▸ Text section
* * * * *

Written evidence from the Local Government
Association
EXECUTIVE SUMMARY
The LGA has long argued for the devolution of
economic development functions to councils and businesses working
in partnership at the level of real economic geography. By aligning
the geography of decision-making with the actual economic geography
and linking decisions across different policies, this would improve
outcomes and value for money, as well as improving accountability.
The Government's policy of replacing Regional Development Agencies
(RDAs) with Local Enterprise Partnerships (LEPs) has the potential
to lead to exactly that desirable result. But for it to succeed:
the LEPs need to have ownership of real
decisions about priorities and budgets, and a wide remit; RDA
functions should only be repatriated to Whitehall departments
where it is not possible to devolve them, and they should certainly
not be centralised and then recommissioned through local delivery
bodies parallel to LEPs;
the Regional Growth Fund establishes
an attractive model insofar as it pools different departmental
funding streams; but the proposed bidding mechanism risks being
inefficient and overcentralised;
there is demand from councils, business,
and potential LEPs for coordination between LEPs; this coordination
can be achieved without central intervention and should be allowed
to generate a range of different arrangements to suit different
circumstances;
the transition from RDAs to LEPs should
be as swift as possible. RDAs' mixed pool of assets create special
problems and the taxpayer's interest will not be secured simply
by seeking immediate cash realisations; and
in the short term there is a need for
administrative stability about European programmes, but the objective
should be to drive future EU allocations through priorities set
by LEPs.

* * * * *

▸ Excerpted data
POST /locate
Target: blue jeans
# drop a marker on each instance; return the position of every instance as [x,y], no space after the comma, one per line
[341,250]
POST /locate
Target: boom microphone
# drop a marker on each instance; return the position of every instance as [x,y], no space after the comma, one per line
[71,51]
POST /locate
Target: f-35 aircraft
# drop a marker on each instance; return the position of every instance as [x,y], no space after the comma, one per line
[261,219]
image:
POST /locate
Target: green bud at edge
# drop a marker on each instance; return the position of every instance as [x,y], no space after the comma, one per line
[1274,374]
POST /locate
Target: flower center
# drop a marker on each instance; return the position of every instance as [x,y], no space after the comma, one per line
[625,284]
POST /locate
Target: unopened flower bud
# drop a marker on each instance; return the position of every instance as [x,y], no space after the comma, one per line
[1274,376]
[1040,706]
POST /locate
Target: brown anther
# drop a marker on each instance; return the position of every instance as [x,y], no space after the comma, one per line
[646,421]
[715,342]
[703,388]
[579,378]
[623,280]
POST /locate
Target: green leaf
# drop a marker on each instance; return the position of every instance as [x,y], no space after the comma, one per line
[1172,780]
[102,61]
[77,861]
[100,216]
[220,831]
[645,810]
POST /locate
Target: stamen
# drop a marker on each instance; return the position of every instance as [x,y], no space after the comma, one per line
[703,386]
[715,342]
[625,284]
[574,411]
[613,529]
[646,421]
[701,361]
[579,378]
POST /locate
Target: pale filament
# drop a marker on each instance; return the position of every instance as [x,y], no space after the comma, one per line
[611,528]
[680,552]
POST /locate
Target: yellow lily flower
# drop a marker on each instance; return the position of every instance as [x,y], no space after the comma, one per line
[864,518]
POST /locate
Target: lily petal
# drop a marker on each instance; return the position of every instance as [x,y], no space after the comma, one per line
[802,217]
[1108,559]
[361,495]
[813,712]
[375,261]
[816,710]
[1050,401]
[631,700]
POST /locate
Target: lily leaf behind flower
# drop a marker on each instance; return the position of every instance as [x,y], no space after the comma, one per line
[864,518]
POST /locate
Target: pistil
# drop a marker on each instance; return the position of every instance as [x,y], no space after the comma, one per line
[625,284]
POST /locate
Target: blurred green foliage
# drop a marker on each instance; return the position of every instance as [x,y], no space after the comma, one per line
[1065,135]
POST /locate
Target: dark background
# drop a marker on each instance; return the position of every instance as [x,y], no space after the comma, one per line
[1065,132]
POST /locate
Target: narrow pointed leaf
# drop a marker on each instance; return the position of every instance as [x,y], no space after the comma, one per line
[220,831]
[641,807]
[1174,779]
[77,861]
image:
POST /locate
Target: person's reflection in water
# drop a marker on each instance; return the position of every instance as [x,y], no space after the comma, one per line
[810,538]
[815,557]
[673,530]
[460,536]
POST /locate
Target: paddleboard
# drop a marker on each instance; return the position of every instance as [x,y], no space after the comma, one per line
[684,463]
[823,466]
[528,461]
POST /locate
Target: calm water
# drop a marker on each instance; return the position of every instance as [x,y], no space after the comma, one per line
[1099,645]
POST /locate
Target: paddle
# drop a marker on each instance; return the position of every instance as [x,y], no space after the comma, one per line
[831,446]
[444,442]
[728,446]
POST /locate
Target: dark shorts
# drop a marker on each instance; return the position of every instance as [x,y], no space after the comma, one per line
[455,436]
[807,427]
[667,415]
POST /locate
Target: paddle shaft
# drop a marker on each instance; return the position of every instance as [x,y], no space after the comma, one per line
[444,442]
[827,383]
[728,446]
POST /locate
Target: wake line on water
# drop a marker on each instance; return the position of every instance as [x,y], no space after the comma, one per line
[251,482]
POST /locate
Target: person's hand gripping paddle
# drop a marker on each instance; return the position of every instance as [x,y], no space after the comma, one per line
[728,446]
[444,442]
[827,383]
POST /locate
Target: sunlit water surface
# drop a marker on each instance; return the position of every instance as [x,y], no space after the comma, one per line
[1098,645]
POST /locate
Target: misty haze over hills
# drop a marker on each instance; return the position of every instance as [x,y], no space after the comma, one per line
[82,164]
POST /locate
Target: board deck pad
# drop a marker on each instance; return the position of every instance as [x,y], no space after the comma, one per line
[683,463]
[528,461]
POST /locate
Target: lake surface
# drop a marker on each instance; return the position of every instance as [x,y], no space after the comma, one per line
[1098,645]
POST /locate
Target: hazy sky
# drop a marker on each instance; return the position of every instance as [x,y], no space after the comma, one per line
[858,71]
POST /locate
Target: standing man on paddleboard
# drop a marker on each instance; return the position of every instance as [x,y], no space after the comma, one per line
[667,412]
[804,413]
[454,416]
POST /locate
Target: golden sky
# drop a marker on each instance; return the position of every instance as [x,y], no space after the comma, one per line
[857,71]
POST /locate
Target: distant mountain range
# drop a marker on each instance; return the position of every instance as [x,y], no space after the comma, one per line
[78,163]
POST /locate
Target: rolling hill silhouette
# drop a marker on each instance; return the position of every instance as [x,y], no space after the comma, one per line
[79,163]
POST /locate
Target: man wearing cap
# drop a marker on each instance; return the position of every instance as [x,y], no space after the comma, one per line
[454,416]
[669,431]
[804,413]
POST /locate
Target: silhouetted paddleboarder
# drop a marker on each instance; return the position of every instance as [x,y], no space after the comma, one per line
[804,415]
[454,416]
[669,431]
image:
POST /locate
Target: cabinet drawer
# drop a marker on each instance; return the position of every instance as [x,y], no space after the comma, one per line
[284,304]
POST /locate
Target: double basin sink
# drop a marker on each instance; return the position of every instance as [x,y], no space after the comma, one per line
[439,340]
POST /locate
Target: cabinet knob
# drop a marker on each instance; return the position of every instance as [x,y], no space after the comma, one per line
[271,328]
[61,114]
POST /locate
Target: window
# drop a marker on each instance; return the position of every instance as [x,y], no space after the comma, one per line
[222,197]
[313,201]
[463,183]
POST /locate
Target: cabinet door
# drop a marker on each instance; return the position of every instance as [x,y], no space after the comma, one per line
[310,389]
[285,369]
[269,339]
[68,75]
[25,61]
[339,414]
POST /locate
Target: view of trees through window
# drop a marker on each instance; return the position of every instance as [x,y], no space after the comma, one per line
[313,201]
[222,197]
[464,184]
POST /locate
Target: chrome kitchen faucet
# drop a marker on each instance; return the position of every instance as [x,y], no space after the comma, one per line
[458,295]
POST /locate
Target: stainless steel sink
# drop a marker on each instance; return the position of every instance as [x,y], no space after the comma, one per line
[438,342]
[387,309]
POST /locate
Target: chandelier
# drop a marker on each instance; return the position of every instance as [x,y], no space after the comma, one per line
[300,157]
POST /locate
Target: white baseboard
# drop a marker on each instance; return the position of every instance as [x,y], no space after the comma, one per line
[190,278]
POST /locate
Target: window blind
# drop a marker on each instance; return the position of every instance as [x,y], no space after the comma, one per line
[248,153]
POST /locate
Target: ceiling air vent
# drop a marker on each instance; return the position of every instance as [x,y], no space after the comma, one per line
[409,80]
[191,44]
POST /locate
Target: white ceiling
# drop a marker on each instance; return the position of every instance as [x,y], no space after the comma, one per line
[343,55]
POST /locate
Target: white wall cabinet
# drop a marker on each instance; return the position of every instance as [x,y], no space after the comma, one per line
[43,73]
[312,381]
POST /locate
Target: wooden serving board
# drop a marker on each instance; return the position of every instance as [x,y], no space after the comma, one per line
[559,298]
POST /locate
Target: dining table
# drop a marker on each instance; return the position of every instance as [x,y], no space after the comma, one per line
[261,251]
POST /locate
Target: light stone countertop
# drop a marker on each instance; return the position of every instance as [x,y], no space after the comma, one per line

* * * * *

▸ Directions
1. Print the passage of the executive summary starting with "Written evidence from" and going on through "as improving accountability.".
2. According to the executive summary, which part of the Regional Growth Fund risks being inefficient and overcentralised?

▸ Answers to the problems
1.
Written evidence from the Local Government
Association
EXECUTIVE SUMMARY
The LGA has long argued for the devolution of
economic development functions to councils and businesses working
in partnership at the level of real economic geography. By aligning
the geography of decision-making with the actual economic geography
and linking decisions across different policies, this would improve
outcomes and value for money, as well as improving accountability.

2. The proposed bidding mechanism.